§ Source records
- - - -

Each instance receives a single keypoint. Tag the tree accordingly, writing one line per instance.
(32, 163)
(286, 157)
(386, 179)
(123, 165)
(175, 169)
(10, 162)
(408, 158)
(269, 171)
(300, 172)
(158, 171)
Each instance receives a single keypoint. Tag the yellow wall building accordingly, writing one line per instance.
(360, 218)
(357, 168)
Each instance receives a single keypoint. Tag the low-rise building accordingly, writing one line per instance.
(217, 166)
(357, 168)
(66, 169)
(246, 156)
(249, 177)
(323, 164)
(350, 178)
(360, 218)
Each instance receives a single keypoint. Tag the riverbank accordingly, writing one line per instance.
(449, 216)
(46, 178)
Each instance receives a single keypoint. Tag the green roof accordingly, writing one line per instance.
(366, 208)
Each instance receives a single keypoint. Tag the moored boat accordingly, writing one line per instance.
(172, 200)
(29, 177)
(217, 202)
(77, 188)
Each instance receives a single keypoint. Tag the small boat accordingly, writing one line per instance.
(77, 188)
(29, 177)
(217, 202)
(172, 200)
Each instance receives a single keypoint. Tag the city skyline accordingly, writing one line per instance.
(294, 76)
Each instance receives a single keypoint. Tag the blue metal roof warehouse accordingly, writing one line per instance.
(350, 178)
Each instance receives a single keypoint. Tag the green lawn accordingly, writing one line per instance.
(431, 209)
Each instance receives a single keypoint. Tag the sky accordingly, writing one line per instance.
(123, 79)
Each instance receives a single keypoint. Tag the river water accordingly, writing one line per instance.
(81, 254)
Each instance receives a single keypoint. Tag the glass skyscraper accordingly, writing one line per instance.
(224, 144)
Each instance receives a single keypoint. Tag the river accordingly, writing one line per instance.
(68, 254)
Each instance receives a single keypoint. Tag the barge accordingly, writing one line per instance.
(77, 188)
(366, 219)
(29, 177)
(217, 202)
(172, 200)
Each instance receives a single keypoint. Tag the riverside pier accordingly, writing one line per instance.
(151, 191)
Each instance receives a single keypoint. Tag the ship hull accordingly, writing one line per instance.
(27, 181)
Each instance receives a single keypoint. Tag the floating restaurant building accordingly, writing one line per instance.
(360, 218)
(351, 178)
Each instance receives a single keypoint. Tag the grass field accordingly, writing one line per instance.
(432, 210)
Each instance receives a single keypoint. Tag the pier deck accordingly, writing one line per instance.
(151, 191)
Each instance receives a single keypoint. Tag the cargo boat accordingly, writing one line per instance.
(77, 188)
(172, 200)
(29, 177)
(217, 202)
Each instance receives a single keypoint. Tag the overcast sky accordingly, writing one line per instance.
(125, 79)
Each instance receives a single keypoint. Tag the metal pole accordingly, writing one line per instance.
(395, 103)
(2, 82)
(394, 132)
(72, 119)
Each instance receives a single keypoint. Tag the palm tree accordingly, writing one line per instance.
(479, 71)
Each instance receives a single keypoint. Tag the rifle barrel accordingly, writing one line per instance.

- - - -

§ WHAT YOU WILL DO
Return, character for character, every line from the one containing "Each instance receives a single keypoint. Tag the metal" through the end of the records, both ends included.

§ ANSWER IN FULL
Each instance receives a single keypoint. Tag the metal pole accordingly, writing one line per instance.
(395, 103)
(2, 82)
(394, 132)
(72, 119)
Each instance receives a single keypoint. Tag the palm tree accordingly, writing one line per instance.
(479, 71)
Each instance receives a single keypoint. Tag the rifle barrel accordingly, writing one line per instance.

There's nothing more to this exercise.